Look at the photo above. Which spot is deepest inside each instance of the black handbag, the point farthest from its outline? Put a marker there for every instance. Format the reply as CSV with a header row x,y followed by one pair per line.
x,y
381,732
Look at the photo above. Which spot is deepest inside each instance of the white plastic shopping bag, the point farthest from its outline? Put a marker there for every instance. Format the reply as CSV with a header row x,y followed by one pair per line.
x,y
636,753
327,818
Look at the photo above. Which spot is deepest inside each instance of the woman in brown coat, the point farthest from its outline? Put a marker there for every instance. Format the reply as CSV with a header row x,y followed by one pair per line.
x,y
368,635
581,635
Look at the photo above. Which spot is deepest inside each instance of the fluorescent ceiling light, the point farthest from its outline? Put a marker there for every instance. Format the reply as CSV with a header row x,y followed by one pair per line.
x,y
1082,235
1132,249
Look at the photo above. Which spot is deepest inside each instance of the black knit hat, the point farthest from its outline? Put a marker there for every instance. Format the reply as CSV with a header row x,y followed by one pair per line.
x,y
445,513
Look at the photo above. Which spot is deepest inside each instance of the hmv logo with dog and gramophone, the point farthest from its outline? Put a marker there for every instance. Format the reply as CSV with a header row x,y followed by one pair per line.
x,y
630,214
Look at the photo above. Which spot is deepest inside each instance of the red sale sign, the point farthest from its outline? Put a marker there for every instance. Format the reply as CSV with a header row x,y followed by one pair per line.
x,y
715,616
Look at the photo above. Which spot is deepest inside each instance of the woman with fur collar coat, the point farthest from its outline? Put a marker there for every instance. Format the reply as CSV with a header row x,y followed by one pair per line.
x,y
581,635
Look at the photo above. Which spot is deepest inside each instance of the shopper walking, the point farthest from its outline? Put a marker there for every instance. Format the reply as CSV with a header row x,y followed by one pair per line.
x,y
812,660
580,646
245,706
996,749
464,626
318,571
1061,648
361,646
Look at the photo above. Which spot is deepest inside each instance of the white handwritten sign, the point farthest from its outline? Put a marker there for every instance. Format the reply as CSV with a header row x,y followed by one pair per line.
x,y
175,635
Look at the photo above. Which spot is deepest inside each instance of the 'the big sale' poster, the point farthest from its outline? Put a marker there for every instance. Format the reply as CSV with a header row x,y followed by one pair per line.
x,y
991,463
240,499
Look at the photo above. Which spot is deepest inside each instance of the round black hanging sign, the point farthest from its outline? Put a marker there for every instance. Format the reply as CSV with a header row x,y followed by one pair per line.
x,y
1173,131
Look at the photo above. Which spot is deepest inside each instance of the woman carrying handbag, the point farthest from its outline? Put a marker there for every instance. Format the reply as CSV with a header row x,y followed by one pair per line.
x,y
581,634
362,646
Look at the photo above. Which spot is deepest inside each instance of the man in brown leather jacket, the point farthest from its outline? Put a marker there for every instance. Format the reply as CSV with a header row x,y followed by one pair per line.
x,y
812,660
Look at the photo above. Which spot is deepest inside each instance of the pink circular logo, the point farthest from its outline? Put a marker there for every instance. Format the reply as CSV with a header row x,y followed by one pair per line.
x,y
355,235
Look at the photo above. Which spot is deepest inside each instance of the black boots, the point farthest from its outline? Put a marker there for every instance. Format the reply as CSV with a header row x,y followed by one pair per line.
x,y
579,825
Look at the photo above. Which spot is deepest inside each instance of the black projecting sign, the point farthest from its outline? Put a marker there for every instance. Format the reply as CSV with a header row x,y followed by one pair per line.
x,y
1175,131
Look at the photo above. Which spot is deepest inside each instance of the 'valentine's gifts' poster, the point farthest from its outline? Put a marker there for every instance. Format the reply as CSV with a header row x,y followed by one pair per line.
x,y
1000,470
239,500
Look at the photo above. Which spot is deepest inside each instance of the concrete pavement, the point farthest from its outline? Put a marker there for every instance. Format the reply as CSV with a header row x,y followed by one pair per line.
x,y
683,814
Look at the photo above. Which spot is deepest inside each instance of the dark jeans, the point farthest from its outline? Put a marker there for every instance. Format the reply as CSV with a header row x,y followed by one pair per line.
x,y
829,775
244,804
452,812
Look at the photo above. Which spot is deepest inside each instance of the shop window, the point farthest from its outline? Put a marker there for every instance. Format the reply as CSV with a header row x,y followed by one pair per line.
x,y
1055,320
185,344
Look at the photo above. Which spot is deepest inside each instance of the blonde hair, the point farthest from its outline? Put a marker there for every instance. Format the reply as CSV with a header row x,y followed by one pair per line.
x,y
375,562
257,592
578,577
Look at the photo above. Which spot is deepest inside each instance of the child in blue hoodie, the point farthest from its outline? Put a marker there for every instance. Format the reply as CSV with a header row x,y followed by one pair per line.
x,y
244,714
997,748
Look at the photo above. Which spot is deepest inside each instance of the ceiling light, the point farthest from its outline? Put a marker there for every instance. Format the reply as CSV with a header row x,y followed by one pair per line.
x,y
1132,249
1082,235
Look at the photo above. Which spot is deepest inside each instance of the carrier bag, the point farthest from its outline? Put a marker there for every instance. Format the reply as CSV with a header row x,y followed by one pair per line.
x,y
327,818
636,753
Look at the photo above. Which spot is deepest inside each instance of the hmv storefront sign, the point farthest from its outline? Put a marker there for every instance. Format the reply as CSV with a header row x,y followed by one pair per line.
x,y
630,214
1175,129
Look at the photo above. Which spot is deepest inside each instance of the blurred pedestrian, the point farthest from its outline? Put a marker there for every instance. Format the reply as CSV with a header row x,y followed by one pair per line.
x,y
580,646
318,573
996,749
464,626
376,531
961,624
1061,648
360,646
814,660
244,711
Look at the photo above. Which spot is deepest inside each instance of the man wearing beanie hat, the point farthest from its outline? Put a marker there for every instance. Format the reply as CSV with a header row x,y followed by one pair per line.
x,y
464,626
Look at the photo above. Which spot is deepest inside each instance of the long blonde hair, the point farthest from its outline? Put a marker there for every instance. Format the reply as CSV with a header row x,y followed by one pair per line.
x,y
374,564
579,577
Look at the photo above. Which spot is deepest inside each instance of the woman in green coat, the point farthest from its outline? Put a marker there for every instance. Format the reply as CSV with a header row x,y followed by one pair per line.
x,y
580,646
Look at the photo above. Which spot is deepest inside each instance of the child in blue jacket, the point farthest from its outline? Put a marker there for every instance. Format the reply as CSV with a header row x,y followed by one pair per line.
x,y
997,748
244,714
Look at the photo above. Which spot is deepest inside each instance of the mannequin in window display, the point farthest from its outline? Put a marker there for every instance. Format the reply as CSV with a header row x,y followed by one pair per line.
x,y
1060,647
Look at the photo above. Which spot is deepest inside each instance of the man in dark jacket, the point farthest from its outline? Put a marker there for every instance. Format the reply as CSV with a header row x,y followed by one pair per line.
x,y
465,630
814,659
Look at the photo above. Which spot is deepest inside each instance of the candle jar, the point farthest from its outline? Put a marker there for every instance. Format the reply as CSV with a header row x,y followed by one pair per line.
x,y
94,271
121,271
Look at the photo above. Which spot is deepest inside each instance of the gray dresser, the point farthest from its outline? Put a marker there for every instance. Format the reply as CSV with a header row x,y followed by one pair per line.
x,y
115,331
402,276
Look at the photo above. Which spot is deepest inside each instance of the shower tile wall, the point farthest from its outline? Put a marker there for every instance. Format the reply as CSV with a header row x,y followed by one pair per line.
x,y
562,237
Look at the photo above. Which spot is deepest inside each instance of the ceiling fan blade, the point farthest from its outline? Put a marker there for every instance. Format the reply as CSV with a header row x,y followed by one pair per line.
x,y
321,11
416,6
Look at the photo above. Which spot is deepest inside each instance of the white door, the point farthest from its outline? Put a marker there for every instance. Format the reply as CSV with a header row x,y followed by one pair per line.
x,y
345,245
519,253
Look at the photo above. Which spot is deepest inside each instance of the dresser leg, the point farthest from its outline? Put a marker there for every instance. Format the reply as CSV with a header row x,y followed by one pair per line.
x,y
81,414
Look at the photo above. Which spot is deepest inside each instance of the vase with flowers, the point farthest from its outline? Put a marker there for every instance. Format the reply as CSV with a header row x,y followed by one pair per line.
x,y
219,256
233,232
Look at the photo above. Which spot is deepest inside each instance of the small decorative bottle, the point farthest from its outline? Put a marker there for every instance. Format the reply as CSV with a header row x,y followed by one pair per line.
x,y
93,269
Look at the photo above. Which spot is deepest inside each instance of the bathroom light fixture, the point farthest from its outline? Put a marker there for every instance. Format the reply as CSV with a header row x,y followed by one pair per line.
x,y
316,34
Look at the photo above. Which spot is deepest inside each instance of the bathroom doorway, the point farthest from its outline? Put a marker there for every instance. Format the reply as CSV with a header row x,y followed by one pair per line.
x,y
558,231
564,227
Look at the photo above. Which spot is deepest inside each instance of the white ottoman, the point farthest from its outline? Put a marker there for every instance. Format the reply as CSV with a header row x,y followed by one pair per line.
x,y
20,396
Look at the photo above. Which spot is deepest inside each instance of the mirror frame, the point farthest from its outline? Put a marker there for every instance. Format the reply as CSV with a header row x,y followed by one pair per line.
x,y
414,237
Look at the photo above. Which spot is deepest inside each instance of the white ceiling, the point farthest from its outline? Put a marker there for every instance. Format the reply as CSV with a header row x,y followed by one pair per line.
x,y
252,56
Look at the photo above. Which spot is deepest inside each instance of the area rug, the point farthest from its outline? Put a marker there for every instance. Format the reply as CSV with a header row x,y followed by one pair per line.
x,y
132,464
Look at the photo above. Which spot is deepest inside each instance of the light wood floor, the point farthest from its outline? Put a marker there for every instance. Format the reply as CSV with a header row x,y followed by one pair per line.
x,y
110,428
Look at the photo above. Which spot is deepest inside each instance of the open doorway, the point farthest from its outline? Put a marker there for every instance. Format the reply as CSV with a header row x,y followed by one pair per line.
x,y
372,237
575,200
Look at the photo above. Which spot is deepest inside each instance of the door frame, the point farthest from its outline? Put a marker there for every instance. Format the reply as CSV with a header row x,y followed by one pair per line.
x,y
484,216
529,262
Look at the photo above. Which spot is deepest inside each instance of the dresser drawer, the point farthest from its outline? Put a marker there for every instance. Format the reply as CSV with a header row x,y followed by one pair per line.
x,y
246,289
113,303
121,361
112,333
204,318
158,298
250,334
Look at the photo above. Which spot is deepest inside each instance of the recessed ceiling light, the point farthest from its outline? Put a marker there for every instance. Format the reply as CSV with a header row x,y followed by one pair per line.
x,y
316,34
◆ ◆ ◆ ◆
_Work required_. Repeat only the lines from the one holding "of the area" through the last line of the data.

_The result_.
Look at the photo above. Which spot is deepest inside each instance of the area rug, the point farthest from its outline? Put a marker there for every instance. Format the reply as CSV with a header row x,y followed by one pair per line.
x,y
132,464
Look at the photo above. Which spot is deepest inside each instance of the light wood floor, the point farthest from its outline? Put a marker there for every instance. Format the reply as CSV with a header row x,y followed by one pair per line.
x,y
110,428
Look at the photo above. Which spot is deepest inside each instance of the open doorway, the point farthest from its outline? Put a marker there for every instance. Format the reply as CSV with a header row x,y followed by one pair per line.
x,y
372,237
575,200
Look at the photo above. Which spot is deepest inside each instance of the door frame, the point farthest from its outline? Put a marker there for every instance. Format the reply as CSV with a header row x,y followed by one pair per line.
x,y
484,216
529,262
Look at the photo above. Which spot is deepest inside each instance of the dresser drawer, the point farthest from its outline? Put a marker there for every instance. Format the reply as CSV with a header row x,y followed by one pair per line.
x,y
246,289
113,303
121,361
112,333
204,318
158,298
250,334
Look at the photo above. Which spot is deepest inside each instance of the recessed ceiling light, the point farthest from its outline? Put a marker there for every instance. Format the reply as CSV with a header row x,y followed by one pair per line.
x,y
316,34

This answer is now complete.